• **Problem description**:
Recast every one of the entries below as a JSON list of strings, one string per line, leaving out any blank lines.

┌─ Exercise input

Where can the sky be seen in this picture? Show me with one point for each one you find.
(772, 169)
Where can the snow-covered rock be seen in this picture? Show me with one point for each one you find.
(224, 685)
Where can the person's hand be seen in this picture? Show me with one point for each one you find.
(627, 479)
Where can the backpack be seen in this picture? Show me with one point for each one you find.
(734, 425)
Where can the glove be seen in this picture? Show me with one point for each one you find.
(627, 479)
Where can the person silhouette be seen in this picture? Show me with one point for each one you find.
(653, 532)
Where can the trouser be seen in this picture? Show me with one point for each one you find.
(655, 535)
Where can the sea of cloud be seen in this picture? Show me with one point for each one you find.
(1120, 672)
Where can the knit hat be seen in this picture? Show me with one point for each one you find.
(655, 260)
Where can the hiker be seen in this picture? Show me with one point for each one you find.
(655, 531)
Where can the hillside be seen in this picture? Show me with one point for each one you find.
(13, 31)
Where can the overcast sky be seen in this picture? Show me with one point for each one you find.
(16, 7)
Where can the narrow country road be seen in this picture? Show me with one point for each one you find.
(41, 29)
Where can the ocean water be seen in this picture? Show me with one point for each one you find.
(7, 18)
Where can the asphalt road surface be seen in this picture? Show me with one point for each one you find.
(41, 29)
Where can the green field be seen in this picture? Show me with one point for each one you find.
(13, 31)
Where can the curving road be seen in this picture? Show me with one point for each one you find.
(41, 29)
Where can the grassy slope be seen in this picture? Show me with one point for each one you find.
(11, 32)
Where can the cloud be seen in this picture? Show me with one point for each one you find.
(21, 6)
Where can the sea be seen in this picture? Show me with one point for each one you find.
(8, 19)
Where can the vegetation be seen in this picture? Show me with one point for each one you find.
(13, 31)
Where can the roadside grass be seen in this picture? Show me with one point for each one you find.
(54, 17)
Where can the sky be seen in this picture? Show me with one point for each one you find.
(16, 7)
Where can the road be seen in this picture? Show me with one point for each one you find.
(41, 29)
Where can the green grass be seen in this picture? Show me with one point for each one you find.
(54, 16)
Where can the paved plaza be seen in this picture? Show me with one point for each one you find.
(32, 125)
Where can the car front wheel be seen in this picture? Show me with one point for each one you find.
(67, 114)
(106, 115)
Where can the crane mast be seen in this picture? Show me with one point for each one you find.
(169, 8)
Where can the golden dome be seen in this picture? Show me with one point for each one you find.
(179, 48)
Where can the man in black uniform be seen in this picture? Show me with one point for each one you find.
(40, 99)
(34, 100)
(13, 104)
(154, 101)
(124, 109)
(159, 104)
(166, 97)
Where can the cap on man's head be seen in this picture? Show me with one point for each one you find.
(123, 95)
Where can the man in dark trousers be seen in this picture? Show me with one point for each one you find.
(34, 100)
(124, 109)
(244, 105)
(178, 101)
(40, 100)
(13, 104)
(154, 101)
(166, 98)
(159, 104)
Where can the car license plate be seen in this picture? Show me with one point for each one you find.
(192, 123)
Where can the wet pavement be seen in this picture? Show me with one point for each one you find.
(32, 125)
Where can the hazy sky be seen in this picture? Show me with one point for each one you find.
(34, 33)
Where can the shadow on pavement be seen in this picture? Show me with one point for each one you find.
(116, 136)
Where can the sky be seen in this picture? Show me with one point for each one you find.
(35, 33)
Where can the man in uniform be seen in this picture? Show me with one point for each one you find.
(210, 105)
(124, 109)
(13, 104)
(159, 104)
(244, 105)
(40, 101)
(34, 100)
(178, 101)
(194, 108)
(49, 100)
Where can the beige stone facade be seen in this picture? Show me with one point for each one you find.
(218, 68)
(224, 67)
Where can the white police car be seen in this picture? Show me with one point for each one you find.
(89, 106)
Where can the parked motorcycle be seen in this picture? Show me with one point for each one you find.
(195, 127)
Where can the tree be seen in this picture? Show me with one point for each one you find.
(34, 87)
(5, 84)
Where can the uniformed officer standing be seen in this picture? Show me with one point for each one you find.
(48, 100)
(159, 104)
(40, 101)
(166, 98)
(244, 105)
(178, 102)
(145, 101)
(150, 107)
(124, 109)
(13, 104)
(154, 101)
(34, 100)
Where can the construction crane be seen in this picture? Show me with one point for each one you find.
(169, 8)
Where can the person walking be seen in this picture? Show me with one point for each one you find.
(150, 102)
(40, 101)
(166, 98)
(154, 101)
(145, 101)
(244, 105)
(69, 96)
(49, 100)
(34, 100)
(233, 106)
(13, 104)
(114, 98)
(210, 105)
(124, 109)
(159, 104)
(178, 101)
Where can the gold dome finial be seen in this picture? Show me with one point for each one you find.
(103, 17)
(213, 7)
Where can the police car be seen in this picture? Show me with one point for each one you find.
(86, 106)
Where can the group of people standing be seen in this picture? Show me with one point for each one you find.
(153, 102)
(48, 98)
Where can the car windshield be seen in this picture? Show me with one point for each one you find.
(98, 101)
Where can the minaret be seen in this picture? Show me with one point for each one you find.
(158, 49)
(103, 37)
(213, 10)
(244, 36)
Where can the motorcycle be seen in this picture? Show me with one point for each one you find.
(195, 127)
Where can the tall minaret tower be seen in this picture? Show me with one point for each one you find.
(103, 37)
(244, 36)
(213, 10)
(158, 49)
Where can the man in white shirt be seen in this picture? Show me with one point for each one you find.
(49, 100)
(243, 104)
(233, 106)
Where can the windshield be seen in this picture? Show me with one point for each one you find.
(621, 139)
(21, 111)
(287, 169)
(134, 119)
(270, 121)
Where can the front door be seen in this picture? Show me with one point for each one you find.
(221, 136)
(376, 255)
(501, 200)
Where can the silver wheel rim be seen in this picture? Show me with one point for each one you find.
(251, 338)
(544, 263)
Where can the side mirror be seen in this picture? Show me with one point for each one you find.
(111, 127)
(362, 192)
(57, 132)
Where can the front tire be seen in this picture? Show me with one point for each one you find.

└─

• **Expected output**:
[
  "Where can the sky be seen in this picture? Show me with one point for each one you find.",
  "(772, 169)",
  "Where can the snow-covered rock be seen in this picture? Show me with one point for each one you find.",
  "(224, 685)",
  "Where can the person's hand be seen in this picture? Show me with one point for each one you find.",
  "(627, 479)",
  "Where can the backpack be seen in this picture? Show me with one point for each one you find.",
  "(734, 425)",
  "Where can the glove be seen in this picture? Show me with one point for each one you find.",
  "(627, 479)",
  "Where can the person silhouette be seen in this picture? Show me with one point for each one you find.",
  "(653, 532)",
  "Where can the trouser be seen in this picture? Show me with one point for each one you find.",
  "(655, 535)",
  "Where can the sea of cloud be seen in this picture? Show me with one point for each one you find.",
  "(1120, 672)",
  "Where can the knit hat be seen in this picture? Show me with one point for each one you find.",
  "(655, 260)",
  "Where can the hiker be seen in this picture? Show me with one point for each one you find.",
  "(655, 531)",
  "Where can the hillside be seen in this picture? Show me with one point for each one you find.",
  "(13, 31)",
  "Where can the overcast sky be seen in this picture? Show me with one point for each one you find.",
  "(16, 7)",
  "Where can the narrow country road be seen in this picture? Show me with one point for each one you find.",
  "(41, 29)",
  "Where can the ocean water be seen in this picture? Show me with one point for each one you find.",
  "(7, 18)",
  "Where can the asphalt road surface be seen in this picture? Show me with one point for each one you find.",
  "(41, 29)",
  "Where can the green field be seen in this picture? Show me with one point for each one you find.",
  "(13, 31)",
  "Where can the curving road be seen in this picture? Show me with one point for each one you find.",
  "(41, 29)",
  "Where can the grassy slope be seen in this picture? Show me with one point for each one you find.",
  "(11, 32)",
  "Where can the cloud be seen in this picture? Show me with one point for each one you find.",
  "(21, 6)",
  "Where can the sea be seen in this picture? Show me with one point for each one you find.",
  "(8, 19)",
  "Where can the vegetation be seen in this picture? Show me with one point for each one you find.",
  "(13, 31)",
  "Where can the roadside grass be seen in this picture? Show me with one point for each one you find.",
  "(54, 17)",
  "Where can the sky be seen in this picture? Show me with one point for each one you find.",
  "(16, 7)",
  "Where can the road be seen in this picture? Show me with one point for each one you find.",
  "(41, 29)",
  "Where can the green grass be seen in this picture? Show me with one point for each one you find.",
  "(54, 16)",
  "Where can the paved plaza be seen in this picture? Show me with one point for each one you find.",
  "(32, 125)",
  "Where can the car front wheel be seen in this picture? Show me with one point for each one you find.",
  "(67, 114)",
  "(106, 115)",
  "Where can the crane mast be seen in this picture? Show me with one point for each one you find.",
  "(169, 8)",
  "Where can the golden dome be seen in this picture? Show me with one point for each one you find.",
  "(179, 48)",
  "Where can the man in black uniform be seen in this picture? Show me with one point for each one you find.",
  "(40, 99)",
  "(34, 100)",
  "(13, 104)",
  "(154, 101)",
  "(124, 109)",
  "(159, 104)",
  "(166, 97)",
  "Where can the cap on man's head be seen in this picture? Show me with one point for each one you find.",
  "(123, 95)",
  "Where can the man in dark trousers be seen in this picture? Show me with one point for each one you find.",
  "(34, 100)",
  "(124, 109)",
  "(244, 105)",
  "(178, 101)",
  "(40, 100)",
  "(13, 104)",
  "(154, 101)",
  "(166, 98)",
  "(159, 104)",
  "Where can the car license plate be seen in this picture? Show me with one point for each one you find.",
  "(192, 123)",
  "Where can the wet pavement be seen in this picture? Show me with one point for each one you find.",
  "(32, 125)",
  "Where can the hazy sky be seen in this picture? Show me with one point for each one you find.",
  "(34, 33)",
  "Where can the shadow on pavement be seen in this picture? Show me with one point for each one you find.",
  "(116, 136)",
  "Where can the sky be seen in this picture? Show me with one point for each one you find.",
  "(35, 33)",
  "Where can the man in uniform be seen in this picture? Show me with one point for each one you find.",
  "(210, 105)",
  "(124, 109)",
  "(13, 104)",
  "(159, 104)",
  "(244, 105)",
  "(40, 101)",
  "(34, 100)",
  "(178, 101)",
  "(194, 108)",
  "(49, 100)",
  "Where can the beige stone facade be seen in this picture? Show me with one point for each one you find.",
  "(218, 68)",
  "(224, 67)",
  "Where can the white police car be seen in this picture? Show me with one point for each one you find.",
  "(89, 106)",
  "Where can the parked motorcycle be seen in this picture? Show me with one point for each one you find.",
  "(195, 127)",
  "Where can the tree be seen in this picture? Show me with one point for each one you find.",
  "(34, 87)",
  "(5, 84)",
  "Where can the uniformed officer standing be seen in this picture? Show me with one point for each one you find.",
  "(48, 100)",
  "(159, 104)",
  "(40, 101)",
  "(166, 98)",
  "(244, 105)",
  "(178, 102)",
  "(145, 101)",
  "(150, 107)",
  "(124, 109)",
  "(13, 104)",
  "(154, 101)",
  "(34, 100)",
  "Where can the construction crane be seen in this picture? Show me with one point for each one you find.",
  "(169, 8)",
  "Where can the person walking be seen in this picture? Show me with one point for each one you find.",
  "(150, 102)",
  "(40, 101)",
  "(166, 98)",
  "(154, 101)",
  "(145, 101)",
  "(244, 105)",
  "(69, 96)",
  "(49, 100)",
  "(34, 100)",
  "(233, 106)",
  "(13, 104)",
  "(114, 98)",
  "(210, 105)",
  "(124, 109)",
  "(159, 104)",
  "(178, 101)",
  "Where can the gold dome finial be seen in this picture? Show me with one point for each one you find.",
  "(103, 17)",
  "(213, 7)",
  "Where can the police car be seen in this picture? Show me with one point for each one you find.",
  "(86, 106)",
  "Where can the group of people standing be seen in this picture? Show me with one point for each one you find.",
  "(153, 102)",
  "(48, 98)",
  "Where can the car windshield be seen in this picture? Show me with one point for each one you find.",
  "(98, 101)",
  "Where can the minaret be seen in this picture? Show me with one point for each one you find.",
  "(158, 49)",
  "(103, 37)",
  "(213, 10)",
  "(244, 36)",
  "Where can the motorcycle be seen in this picture? Show me with one point for each one you find.",
  "(195, 127)",
  "Where can the tall minaret tower be seen in this picture? Show me with one point for each one you find.",
  "(103, 37)",
  "(244, 36)",
  "(213, 10)",
  "(158, 49)",
  "Where can the man in white shirt be seen in this picture? Show me with one point for each one you find.",
  "(49, 100)",
  "(243, 104)",
  "(233, 106)",
  "Where can the windshield be seen in this picture? Show me with one point for each one you find.",
  "(621, 139)",
  "(21, 111)",
  "(287, 169)",
  "(134, 119)",
  "(270, 121)",
  "Where can the front door be seen in this picture? Show me with one point for each one you find.",
  "(221, 136)",
  "(376, 255)",
  "(501, 200)",
  "Where can the silver wheel rim be seen in this picture? Show me with one point for each one you find.",
  "(251, 338)",
  "(544, 263)",
  "Where can the side mirror be seen in this picture? Show me with one point for each one you find.",
  "(111, 127)",
  "(362, 192)",
  "(57, 132)",
  "Where can the front tire be seen in this picture? Show me with one point for each one you find."
]